◆ **WHAT THE EXERCISE ASKS**
Answer these from the sermon excerpt:
1. Which three kinds of workers does the excerpt say labor unpaid during the shutdown?
2. What direct word from God does Zechariah give?
3. For how many guests was the seniors' program prepared on its first day?

◆ **PAGE EXTRACT**
━━━━━━━━━━━━━━━━━━━━
That same ache of doing good work that feels too small to matter runs through our nation now as we watch the government shutdown drag on. It is painful to see families and children stand in long lines at food banks, while wrecking balls prepare the ground for a gleaming new gold-plated ballroom. While park rangers, air-traffic controllers, and food inspectors labor unpaid to keep others safe, ICE is handing out signing bonuses. The empire never stops funding its fear, rewarding detention centers but not senior centers.
You heard Zechariah use the image of elders in the streets and children at play to measure a people’s health. But in our streets today, the old wonder what to do when their Medicaid shrinks, while the young practice active shooter drills that steal their recess time. By that measure, we are failing.
But while feeling despair about it is honest, it is a strategy of injustice. When people give up, nothing changes. When people stay silent, cruelty wins by default. So hear me. Small work matters. Showing up matters. Feeding people matters. Every act of stubborn love and whispered prayer, is a declaration of hope.
Into that moment the prophet Zechariah gives a direct word from God: “Do not despise the day of small beginnings.” Small things are a sign that God is present.
In September, we started our lunch and activity program for seniors every Wednesday. Our first day, we prepared for 40 guests and worried what we would do if we ran out of food. Far fewer than that showed up. We felt discouraged but knew we had work to do to invite more, yet little changed for weeks and I started imagining how to give up gracefully – let it go as a good experiment. Perhaps wondering if it was worth their time, the volunteers remained committed and then I witnesses a shift – the one I had dreamed of. There is a sizeable Chinese community at Green Manor that exists separately from others in our neighborhood. I wanted to bridge the gap of residents at Green Manor, our church, and our neighborhood and I watched it happen organically as participants and volunteers made arts and crafts together, proudly showing off their creations to each other. the next week they came with smiles greeting one another. More community members joined in – and last week we had a total of 24 guests and volunteers. A man was asked if they serve any food at Green Manor. He said, no but with a big smile, “I get to come here every Wednesday!” Small things matter!
━━━━━━━━━━━━━━━━━━━━
◆ **DATASET CONTENT**

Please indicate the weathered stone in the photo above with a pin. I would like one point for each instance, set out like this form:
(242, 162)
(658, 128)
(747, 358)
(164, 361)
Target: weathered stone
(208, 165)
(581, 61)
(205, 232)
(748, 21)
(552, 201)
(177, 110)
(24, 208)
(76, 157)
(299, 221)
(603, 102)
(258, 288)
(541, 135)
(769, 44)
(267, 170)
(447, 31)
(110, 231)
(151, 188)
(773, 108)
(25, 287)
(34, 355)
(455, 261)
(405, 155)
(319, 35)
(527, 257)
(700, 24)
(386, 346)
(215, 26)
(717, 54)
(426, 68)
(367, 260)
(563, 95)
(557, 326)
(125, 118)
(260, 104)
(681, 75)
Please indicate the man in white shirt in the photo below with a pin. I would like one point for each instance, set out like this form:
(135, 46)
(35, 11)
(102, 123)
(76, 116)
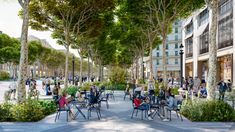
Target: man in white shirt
(12, 88)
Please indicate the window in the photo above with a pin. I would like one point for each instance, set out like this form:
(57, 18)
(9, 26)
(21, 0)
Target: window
(176, 23)
(203, 17)
(225, 33)
(189, 47)
(225, 6)
(157, 54)
(189, 28)
(176, 30)
(176, 45)
(176, 37)
(176, 53)
(204, 41)
(157, 47)
(176, 61)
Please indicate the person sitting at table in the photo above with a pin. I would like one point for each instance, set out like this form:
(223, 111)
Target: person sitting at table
(169, 104)
(64, 104)
(143, 104)
(79, 97)
(55, 92)
(203, 92)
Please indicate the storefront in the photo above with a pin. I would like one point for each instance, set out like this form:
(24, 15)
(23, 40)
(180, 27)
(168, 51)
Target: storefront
(189, 69)
(224, 68)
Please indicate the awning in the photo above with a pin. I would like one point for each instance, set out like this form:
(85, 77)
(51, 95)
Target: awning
(187, 21)
(188, 36)
(201, 29)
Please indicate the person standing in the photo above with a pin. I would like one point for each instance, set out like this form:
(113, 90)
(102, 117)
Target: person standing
(48, 89)
(12, 88)
(222, 88)
(196, 85)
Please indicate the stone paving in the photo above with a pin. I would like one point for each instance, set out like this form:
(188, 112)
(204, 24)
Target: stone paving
(116, 118)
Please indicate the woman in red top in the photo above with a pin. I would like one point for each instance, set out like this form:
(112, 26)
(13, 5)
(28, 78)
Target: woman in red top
(143, 105)
(63, 104)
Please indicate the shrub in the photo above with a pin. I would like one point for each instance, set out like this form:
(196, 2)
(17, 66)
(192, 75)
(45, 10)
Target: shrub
(118, 75)
(48, 107)
(71, 90)
(4, 75)
(31, 110)
(86, 86)
(5, 112)
(96, 83)
(175, 91)
(204, 110)
(141, 81)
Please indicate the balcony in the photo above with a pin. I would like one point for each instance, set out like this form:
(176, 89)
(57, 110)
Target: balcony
(225, 44)
(204, 50)
(189, 55)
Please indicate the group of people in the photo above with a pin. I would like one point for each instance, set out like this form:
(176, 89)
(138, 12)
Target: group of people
(198, 87)
(165, 99)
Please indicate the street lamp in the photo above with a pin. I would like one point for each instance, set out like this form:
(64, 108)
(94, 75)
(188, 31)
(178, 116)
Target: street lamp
(181, 65)
(32, 72)
(143, 70)
(73, 69)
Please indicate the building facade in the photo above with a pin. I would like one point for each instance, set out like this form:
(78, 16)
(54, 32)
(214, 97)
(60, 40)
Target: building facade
(172, 52)
(195, 39)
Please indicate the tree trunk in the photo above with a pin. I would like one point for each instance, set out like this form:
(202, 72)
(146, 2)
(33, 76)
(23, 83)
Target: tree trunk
(21, 91)
(89, 70)
(100, 66)
(34, 70)
(151, 57)
(66, 67)
(80, 78)
(164, 65)
(102, 73)
(136, 68)
(212, 51)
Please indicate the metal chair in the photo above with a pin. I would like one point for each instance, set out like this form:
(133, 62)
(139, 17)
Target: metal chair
(104, 99)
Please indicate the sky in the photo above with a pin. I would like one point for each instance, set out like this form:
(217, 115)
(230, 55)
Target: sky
(11, 24)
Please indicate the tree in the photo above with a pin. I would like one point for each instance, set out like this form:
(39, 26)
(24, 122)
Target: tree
(211, 85)
(24, 52)
(65, 18)
(159, 15)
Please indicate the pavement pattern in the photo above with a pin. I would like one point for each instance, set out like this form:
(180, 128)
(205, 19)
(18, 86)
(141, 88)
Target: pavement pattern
(115, 119)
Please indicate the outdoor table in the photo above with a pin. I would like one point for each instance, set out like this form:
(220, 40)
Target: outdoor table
(77, 104)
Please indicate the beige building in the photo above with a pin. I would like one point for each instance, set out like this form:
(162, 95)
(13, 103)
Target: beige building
(196, 42)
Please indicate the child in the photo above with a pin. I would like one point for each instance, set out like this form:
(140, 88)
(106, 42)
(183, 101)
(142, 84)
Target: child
(143, 105)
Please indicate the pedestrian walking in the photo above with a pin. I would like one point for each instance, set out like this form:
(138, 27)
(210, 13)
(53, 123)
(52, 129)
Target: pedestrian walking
(222, 88)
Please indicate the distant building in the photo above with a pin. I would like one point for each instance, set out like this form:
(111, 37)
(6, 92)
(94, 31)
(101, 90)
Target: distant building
(43, 41)
(174, 40)
(196, 42)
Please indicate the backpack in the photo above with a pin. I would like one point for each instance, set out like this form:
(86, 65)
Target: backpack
(57, 100)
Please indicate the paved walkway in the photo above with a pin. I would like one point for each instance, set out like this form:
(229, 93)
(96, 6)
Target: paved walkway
(116, 118)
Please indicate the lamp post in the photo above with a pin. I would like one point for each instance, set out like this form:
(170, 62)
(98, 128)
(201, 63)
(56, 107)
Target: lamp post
(143, 70)
(32, 72)
(181, 65)
(73, 69)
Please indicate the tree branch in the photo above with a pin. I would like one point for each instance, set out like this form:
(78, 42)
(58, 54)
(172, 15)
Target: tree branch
(21, 3)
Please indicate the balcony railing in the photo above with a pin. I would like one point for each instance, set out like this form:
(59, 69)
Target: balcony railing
(189, 55)
(225, 44)
(204, 50)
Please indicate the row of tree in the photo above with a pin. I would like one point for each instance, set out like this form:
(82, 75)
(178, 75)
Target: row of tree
(46, 59)
(110, 32)
(150, 21)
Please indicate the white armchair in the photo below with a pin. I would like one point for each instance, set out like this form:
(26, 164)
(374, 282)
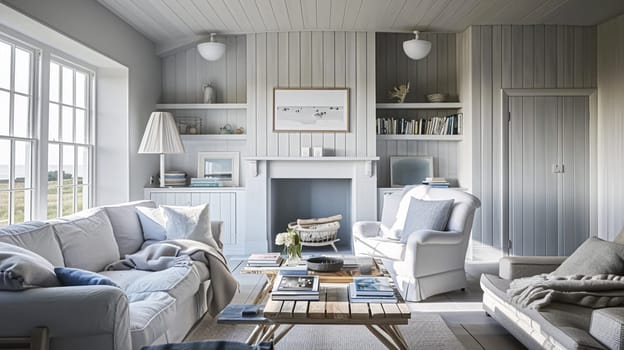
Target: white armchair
(429, 262)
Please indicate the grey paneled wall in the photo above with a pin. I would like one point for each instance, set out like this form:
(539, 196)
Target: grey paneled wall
(311, 59)
(610, 127)
(435, 73)
(514, 56)
(185, 71)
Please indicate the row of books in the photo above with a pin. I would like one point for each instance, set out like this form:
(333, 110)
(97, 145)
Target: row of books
(296, 288)
(372, 290)
(204, 182)
(449, 125)
(437, 182)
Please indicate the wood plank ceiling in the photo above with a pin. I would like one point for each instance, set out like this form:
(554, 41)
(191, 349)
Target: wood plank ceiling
(173, 23)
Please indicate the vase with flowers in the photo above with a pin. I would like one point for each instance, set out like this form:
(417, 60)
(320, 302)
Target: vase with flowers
(292, 245)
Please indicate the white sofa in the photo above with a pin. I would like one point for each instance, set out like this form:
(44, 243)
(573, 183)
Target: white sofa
(429, 262)
(150, 308)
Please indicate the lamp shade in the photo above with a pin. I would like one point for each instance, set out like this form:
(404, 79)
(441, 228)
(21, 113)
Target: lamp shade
(211, 50)
(161, 135)
(416, 48)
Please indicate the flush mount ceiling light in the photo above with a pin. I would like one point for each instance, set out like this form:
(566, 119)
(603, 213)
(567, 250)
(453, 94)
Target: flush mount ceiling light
(416, 48)
(211, 50)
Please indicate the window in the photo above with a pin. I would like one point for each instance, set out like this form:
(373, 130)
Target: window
(69, 139)
(16, 131)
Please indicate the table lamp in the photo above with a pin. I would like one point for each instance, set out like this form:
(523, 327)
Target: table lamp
(161, 136)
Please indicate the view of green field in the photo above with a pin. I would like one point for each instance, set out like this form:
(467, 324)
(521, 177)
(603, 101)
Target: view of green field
(67, 200)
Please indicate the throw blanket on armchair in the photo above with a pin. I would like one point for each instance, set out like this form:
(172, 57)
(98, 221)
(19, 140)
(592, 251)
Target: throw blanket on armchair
(181, 252)
(595, 292)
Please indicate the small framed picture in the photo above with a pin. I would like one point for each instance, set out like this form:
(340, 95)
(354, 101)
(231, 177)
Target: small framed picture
(222, 167)
(311, 110)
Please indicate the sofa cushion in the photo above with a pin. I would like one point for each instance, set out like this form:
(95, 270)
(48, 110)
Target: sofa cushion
(150, 316)
(594, 257)
(607, 325)
(568, 324)
(175, 222)
(126, 225)
(153, 223)
(22, 269)
(35, 236)
(179, 282)
(87, 240)
(76, 277)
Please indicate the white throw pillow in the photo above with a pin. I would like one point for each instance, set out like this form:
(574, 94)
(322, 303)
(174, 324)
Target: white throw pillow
(153, 223)
(21, 269)
(426, 215)
(174, 222)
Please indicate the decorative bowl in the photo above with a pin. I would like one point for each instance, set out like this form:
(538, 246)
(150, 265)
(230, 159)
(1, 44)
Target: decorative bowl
(325, 264)
(436, 97)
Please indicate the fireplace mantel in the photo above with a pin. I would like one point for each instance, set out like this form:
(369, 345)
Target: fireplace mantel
(253, 161)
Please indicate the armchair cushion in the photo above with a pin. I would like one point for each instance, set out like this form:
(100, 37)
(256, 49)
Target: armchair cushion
(424, 215)
(21, 269)
(594, 257)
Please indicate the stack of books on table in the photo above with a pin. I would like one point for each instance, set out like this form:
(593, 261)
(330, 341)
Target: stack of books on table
(204, 182)
(439, 182)
(372, 290)
(264, 260)
(296, 288)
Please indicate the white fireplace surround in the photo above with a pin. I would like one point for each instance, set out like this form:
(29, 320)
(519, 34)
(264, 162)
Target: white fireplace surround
(360, 170)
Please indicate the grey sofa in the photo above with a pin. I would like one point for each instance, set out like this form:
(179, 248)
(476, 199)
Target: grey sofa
(557, 326)
(150, 308)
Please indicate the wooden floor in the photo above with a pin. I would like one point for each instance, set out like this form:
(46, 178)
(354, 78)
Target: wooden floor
(461, 311)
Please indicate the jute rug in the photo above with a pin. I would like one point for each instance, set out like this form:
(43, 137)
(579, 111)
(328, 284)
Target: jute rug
(424, 331)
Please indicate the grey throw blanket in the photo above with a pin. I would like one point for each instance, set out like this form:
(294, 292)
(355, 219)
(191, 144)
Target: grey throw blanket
(595, 292)
(181, 252)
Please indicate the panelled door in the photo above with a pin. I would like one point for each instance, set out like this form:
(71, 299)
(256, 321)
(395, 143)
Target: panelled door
(548, 174)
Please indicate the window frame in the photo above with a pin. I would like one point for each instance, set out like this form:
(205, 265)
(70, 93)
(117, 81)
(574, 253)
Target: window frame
(89, 143)
(30, 202)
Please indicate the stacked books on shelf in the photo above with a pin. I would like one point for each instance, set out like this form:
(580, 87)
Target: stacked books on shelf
(372, 290)
(175, 178)
(264, 260)
(438, 182)
(204, 182)
(296, 288)
(448, 125)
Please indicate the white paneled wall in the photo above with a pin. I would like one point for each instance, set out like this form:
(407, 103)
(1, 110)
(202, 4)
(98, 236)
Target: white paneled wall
(311, 59)
(610, 128)
(515, 56)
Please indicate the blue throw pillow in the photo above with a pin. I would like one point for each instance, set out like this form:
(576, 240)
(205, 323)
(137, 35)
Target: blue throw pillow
(78, 277)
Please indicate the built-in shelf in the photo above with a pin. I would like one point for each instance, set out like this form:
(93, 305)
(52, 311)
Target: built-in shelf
(454, 138)
(327, 158)
(429, 105)
(214, 137)
(201, 106)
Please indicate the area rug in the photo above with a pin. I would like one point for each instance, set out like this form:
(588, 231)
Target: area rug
(424, 331)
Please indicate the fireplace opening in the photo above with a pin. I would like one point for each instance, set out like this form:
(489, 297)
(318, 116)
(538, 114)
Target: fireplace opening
(293, 199)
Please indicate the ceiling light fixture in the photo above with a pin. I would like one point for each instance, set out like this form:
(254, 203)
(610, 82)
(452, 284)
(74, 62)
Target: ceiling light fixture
(211, 50)
(416, 48)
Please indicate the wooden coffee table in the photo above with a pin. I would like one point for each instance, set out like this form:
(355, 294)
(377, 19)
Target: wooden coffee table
(333, 308)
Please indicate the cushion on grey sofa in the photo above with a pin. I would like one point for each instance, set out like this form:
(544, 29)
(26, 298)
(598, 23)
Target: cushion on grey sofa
(35, 236)
(607, 325)
(126, 225)
(594, 257)
(22, 269)
(87, 240)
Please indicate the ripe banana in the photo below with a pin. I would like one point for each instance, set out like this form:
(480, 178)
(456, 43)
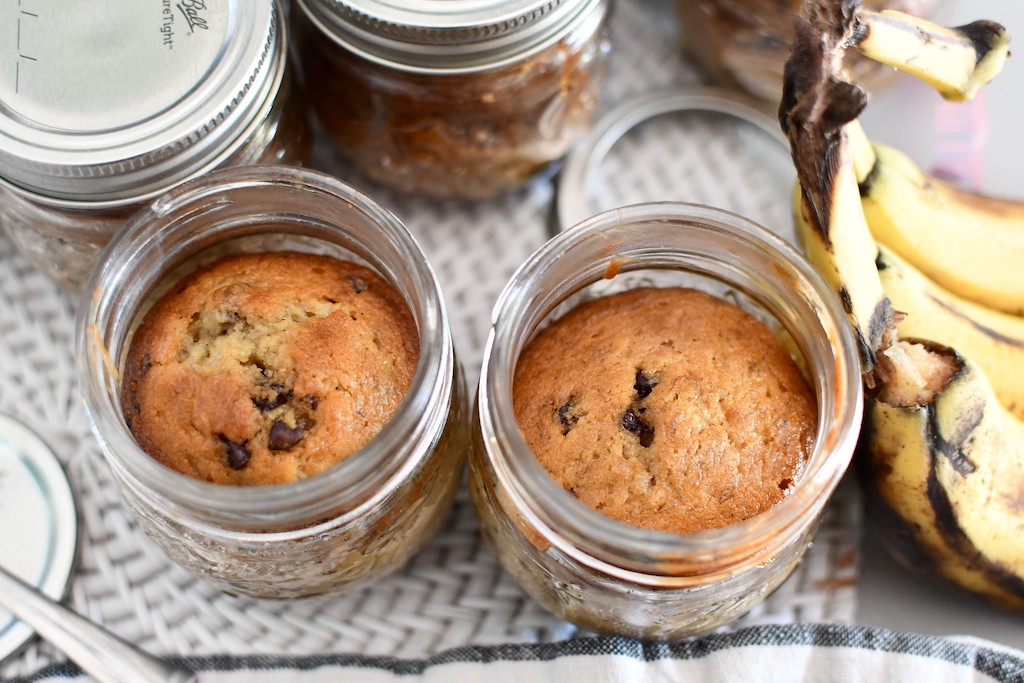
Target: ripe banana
(971, 244)
(943, 467)
(827, 198)
(955, 61)
(991, 339)
(940, 459)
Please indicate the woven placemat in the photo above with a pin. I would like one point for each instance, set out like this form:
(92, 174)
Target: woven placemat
(454, 592)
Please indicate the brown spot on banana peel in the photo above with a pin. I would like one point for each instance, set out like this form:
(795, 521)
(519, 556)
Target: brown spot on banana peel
(945, 518)
(902, 538)
(816, 103)
(1003, 339)
(983, 35)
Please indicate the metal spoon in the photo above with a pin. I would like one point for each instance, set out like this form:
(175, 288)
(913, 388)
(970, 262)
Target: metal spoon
(100, 653)
(38, 539)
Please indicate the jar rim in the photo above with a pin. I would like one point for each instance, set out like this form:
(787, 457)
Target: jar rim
(359, 480)
(614, 547)
(450, 38)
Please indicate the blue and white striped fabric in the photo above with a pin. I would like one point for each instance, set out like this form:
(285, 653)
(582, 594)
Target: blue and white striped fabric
(767, 653)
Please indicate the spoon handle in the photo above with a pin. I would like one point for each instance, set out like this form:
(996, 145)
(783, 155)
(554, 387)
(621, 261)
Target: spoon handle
(100, 653)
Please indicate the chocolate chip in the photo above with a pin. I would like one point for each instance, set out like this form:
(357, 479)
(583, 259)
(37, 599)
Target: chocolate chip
(358, 284)
(280, 397)
(238, 455)
(644, 384)
(632, 422)
(284, 437)
(566, 417)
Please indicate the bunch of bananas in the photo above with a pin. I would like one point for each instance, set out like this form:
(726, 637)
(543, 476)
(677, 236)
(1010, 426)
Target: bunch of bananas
(928, 275)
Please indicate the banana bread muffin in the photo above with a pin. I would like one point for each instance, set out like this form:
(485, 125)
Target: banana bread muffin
(268, 368)
(666, 409)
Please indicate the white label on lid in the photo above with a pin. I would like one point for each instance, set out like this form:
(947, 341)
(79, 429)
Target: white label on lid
(89, 67)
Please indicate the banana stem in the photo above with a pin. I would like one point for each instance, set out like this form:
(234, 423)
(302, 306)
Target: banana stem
(956, 61)
(861, 150)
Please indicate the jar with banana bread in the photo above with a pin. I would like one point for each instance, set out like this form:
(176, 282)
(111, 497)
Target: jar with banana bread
(266, 363)
(744, 43)
(453, 99)
(102, 111)
(670, 394)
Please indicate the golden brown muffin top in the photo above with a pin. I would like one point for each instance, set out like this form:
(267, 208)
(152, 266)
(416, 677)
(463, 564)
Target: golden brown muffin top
(267, 368)
(666, 409)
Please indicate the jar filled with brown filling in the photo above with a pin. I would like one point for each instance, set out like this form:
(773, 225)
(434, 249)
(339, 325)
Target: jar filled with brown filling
(744, 43)
(669, 395)
(453, 99)
(104, 111)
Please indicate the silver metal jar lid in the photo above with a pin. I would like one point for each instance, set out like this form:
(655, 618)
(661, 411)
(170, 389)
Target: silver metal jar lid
(700, 145)
(431, 35)
(38, 522)
(114, 103)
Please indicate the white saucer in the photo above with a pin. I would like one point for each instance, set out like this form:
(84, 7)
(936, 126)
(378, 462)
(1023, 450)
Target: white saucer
(38, 522)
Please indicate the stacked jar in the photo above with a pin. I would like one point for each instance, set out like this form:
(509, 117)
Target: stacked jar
(453, 99)
(744, 43)
(105, 111)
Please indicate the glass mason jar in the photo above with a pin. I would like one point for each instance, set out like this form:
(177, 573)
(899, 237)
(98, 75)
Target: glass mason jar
(453, 99)
(102, 116)
(744, 43)
(599, 572)
(336, 530)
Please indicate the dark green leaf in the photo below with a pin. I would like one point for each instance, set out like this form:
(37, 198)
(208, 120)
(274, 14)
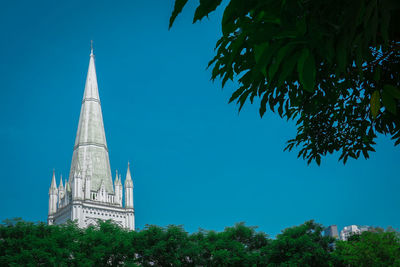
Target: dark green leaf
(375, 104)
(205, 8)
(393, 91)
(179, 4)
(306, 70)
(389, 102)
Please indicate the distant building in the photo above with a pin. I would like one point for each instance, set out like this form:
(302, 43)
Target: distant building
(352, 230)
(331, 231)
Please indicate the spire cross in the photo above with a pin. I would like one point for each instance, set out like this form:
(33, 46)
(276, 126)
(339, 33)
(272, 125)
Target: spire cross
(91, 47)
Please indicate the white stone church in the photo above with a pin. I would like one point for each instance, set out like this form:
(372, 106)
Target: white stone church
(89, 194)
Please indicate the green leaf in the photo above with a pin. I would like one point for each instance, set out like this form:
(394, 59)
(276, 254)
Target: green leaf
(228, 19)
(179, 4)
(259, 50)
(341, 55)
(389, 102)
(284, 51)
(306, 70)
(287, 68)
(375, 104)
(393, 91)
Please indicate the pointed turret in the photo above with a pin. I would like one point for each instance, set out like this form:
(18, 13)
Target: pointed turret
(53, 186)
(53, 195)
(61, 186)
(128, 180)
(128, 189)
(90, 147)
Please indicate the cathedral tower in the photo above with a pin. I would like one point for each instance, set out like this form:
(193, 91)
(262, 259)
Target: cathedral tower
(89, 195)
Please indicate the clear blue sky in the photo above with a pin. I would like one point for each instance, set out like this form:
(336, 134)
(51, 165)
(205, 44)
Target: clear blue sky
(195, 161)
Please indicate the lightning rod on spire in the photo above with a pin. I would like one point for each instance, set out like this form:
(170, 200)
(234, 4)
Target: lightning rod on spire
(91, 47)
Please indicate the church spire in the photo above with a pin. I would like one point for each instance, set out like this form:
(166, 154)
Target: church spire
(53, 181)
(90, 154)
(91, 48)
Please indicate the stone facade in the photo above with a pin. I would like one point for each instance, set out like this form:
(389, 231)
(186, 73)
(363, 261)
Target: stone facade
(89, 194)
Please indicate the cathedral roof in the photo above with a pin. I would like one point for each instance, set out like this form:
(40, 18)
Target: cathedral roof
(90, 156)
(128, 180)
(53, 181)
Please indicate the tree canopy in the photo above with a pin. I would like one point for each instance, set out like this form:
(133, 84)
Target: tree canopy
(332, 66)
(31, 244)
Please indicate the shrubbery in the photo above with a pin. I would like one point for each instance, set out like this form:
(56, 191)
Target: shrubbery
(26, 243)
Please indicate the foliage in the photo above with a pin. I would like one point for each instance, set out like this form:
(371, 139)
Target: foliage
(301, 245)
(369, 249)
(332, 66)
(30, 244)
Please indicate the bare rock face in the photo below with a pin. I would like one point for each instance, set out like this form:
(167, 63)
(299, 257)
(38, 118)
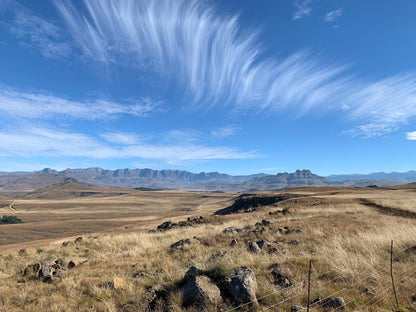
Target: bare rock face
(199, 291)
(243, 286)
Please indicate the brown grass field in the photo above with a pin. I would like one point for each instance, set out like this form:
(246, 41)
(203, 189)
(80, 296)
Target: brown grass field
(346, 232)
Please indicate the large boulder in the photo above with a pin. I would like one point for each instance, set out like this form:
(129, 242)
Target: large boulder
(282, 275)
(253, 247)
(46, 274)
(179, 245)
(156, 297)
(242, 287)
(336, 303)
(32, 270)
(199, 291)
━━━━━━━━━━━━━━━━━━━━
◆ **THE ANSWER**
1. Park rangers, air-traffic controllers, and food inspectors.
2. "Do not despise the day of small beginnings."
3. 40 guests.